* Instructions to follow *
Show every line of the records below that contains the string "facade", copying each such line in full. Case counts, so match it exactly.

##############################

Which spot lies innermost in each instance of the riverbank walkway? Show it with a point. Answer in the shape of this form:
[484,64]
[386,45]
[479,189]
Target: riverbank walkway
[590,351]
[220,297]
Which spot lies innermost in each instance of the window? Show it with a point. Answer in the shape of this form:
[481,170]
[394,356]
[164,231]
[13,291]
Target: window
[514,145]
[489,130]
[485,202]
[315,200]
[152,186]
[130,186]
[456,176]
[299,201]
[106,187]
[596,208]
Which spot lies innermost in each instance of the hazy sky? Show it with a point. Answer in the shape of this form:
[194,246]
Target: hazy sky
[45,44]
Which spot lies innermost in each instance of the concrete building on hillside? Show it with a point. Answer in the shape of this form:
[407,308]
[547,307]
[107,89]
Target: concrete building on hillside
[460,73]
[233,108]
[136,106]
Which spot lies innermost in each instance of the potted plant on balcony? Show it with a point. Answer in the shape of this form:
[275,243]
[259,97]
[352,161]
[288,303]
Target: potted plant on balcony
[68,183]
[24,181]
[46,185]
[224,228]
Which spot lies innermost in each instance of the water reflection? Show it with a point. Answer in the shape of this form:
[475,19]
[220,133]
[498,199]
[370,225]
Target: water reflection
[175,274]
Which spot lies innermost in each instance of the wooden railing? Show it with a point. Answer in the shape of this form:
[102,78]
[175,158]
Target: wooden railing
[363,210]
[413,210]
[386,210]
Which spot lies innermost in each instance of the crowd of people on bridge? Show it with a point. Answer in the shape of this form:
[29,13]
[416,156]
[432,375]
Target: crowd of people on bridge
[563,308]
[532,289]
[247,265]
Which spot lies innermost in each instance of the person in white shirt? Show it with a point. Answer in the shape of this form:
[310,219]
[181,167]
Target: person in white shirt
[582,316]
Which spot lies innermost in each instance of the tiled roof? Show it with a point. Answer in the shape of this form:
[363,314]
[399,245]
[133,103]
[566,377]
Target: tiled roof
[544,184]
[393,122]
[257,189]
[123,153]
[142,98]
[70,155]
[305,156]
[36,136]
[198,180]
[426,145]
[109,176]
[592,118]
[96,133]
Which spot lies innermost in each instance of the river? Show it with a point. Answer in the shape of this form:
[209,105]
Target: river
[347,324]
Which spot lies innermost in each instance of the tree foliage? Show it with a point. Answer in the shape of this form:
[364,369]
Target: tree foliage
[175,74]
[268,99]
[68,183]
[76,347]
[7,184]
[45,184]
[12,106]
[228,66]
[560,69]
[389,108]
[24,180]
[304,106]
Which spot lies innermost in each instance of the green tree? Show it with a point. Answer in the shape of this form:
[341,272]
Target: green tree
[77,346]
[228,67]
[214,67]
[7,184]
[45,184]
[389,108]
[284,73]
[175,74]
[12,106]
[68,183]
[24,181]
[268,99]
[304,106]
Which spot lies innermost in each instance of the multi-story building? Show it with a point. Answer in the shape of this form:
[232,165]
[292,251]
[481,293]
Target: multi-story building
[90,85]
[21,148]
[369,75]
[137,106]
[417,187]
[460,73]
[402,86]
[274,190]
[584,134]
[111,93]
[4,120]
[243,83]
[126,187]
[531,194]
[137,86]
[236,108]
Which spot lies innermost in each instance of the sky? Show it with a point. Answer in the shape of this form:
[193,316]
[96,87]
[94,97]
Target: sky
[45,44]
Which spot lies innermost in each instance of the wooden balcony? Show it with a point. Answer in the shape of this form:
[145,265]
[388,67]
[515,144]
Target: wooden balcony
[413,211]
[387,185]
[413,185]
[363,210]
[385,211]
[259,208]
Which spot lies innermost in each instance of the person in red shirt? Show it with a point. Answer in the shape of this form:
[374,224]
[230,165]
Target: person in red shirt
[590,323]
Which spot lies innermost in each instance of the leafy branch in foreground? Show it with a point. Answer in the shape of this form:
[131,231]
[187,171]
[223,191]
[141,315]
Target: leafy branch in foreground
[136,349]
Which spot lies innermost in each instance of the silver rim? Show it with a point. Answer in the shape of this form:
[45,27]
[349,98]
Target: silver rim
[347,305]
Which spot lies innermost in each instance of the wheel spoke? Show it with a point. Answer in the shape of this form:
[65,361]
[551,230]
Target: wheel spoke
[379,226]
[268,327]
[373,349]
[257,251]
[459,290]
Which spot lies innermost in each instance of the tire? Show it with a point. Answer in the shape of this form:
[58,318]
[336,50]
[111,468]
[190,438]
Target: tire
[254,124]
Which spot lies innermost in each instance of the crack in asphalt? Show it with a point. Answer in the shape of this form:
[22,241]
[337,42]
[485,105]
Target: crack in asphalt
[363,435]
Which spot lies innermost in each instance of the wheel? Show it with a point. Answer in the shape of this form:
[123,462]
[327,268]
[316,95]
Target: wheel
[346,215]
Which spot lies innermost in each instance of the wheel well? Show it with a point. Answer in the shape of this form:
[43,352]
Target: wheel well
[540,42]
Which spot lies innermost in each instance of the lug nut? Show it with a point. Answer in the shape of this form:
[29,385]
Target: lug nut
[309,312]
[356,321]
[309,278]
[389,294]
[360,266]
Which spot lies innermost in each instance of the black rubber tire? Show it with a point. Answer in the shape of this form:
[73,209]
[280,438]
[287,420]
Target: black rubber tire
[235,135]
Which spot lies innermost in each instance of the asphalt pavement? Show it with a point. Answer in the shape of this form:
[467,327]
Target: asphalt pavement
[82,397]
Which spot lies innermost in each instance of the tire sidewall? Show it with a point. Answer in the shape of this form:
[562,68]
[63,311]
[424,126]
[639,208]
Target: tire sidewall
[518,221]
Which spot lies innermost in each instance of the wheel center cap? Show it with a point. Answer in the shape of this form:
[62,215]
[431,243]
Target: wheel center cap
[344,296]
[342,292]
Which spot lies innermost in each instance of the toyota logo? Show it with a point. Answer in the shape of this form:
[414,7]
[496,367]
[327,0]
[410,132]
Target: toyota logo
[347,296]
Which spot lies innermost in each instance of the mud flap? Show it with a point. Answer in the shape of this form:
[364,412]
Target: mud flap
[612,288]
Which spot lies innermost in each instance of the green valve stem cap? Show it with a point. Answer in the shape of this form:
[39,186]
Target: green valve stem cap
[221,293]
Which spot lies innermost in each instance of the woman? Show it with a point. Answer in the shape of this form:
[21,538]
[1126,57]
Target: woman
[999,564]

##############################

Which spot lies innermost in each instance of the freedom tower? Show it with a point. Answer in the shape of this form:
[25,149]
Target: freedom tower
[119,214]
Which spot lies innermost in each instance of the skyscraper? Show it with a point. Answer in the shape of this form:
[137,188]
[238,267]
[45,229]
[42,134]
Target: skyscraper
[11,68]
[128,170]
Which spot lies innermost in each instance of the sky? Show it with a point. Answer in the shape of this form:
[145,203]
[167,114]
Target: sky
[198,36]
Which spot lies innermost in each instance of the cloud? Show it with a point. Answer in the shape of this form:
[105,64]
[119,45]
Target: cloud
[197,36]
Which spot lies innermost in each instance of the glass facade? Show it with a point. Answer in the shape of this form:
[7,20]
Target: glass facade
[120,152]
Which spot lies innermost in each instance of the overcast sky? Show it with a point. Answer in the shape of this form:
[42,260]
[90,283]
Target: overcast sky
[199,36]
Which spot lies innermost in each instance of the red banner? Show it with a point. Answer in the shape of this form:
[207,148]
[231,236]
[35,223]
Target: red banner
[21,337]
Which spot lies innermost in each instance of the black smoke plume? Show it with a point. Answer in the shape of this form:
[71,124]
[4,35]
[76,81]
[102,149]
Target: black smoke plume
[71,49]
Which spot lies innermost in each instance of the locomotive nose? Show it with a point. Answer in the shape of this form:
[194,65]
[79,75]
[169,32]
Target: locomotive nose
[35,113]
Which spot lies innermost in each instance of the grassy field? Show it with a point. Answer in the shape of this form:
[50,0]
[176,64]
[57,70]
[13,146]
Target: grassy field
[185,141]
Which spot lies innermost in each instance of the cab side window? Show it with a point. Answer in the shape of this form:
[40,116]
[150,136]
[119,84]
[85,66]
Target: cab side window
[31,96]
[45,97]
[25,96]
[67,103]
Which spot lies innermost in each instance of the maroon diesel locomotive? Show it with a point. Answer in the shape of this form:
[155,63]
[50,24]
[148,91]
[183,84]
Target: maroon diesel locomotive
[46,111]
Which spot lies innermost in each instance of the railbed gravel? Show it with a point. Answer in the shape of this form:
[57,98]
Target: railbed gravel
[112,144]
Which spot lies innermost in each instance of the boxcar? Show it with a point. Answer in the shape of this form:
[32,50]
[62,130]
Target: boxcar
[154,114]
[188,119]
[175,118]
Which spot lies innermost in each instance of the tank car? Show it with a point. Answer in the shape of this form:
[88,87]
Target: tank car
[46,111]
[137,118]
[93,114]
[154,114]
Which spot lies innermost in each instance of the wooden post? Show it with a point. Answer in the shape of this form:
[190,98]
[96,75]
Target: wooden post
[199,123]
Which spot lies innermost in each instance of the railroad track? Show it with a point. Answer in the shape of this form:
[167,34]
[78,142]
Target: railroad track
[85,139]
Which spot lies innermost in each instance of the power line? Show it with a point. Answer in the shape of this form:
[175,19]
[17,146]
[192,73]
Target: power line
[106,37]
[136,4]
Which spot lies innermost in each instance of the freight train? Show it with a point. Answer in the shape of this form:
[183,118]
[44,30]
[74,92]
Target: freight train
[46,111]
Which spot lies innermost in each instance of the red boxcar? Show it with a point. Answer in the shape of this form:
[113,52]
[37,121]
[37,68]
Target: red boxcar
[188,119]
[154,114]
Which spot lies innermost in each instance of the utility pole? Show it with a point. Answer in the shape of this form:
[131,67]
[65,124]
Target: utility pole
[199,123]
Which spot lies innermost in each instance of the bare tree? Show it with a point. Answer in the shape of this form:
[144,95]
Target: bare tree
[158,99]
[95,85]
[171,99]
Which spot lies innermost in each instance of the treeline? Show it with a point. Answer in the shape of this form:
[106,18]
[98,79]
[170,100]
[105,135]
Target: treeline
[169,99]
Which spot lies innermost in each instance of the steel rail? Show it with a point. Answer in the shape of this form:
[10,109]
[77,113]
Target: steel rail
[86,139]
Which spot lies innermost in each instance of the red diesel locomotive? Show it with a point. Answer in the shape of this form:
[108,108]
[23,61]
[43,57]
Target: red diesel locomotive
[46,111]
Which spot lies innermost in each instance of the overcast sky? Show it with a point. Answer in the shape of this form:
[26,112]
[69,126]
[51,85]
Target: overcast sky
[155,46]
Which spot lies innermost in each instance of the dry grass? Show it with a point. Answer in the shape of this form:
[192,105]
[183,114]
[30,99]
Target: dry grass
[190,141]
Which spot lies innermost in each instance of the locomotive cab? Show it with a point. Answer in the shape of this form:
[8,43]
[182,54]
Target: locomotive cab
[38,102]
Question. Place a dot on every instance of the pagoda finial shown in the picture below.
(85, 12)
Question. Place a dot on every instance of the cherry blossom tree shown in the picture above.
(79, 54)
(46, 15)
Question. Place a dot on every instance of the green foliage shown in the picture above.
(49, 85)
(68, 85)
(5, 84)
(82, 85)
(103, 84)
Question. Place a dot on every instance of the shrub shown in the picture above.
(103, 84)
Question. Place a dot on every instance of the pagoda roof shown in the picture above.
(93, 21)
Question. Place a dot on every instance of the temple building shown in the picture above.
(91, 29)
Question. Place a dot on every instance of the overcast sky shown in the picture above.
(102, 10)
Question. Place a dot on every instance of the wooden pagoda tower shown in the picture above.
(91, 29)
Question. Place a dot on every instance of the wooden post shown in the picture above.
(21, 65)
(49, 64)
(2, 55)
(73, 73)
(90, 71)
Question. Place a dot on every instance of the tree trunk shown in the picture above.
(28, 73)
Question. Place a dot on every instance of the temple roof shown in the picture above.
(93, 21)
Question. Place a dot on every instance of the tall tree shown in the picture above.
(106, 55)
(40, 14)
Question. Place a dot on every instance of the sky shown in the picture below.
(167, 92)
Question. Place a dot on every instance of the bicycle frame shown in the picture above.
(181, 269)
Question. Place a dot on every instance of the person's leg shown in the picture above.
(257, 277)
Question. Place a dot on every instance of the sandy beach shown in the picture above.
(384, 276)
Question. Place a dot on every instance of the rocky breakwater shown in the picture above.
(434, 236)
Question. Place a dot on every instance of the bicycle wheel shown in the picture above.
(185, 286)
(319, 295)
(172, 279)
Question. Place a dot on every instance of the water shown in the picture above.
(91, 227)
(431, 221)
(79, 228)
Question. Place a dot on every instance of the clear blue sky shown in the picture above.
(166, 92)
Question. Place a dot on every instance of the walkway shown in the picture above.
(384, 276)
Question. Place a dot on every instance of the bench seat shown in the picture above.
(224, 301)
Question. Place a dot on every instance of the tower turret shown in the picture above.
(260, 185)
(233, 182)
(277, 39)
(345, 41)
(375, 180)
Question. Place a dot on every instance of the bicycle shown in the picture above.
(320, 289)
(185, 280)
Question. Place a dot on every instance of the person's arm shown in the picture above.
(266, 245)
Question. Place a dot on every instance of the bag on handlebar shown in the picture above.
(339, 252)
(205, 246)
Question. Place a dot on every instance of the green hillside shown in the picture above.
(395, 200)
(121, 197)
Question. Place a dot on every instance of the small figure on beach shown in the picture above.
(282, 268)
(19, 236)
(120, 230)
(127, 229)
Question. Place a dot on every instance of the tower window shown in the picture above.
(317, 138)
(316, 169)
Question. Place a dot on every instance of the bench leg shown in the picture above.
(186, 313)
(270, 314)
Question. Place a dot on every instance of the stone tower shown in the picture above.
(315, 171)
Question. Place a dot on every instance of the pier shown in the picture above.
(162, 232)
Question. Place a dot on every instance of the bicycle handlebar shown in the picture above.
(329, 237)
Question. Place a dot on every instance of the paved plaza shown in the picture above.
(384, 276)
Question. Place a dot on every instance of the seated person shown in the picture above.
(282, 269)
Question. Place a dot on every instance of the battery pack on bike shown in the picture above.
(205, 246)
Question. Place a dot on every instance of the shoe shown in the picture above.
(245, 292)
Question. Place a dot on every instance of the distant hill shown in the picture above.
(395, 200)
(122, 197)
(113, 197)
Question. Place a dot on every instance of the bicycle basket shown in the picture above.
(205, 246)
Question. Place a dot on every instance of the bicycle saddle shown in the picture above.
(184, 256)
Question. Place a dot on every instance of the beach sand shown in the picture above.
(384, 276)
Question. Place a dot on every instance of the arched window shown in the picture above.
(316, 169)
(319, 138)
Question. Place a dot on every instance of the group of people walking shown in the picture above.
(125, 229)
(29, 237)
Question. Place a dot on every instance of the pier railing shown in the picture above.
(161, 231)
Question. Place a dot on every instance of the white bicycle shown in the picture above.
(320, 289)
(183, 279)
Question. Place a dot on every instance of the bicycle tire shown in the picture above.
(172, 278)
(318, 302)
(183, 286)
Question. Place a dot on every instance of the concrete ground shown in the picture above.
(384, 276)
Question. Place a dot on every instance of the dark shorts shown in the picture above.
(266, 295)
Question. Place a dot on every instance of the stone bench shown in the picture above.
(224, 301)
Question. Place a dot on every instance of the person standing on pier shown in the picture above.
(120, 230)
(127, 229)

##############################

* Worked answer *
Which spot lies innermost in each instance of the glass facade? Show it with a point. Answer in the shape of this form:
Target: glass facade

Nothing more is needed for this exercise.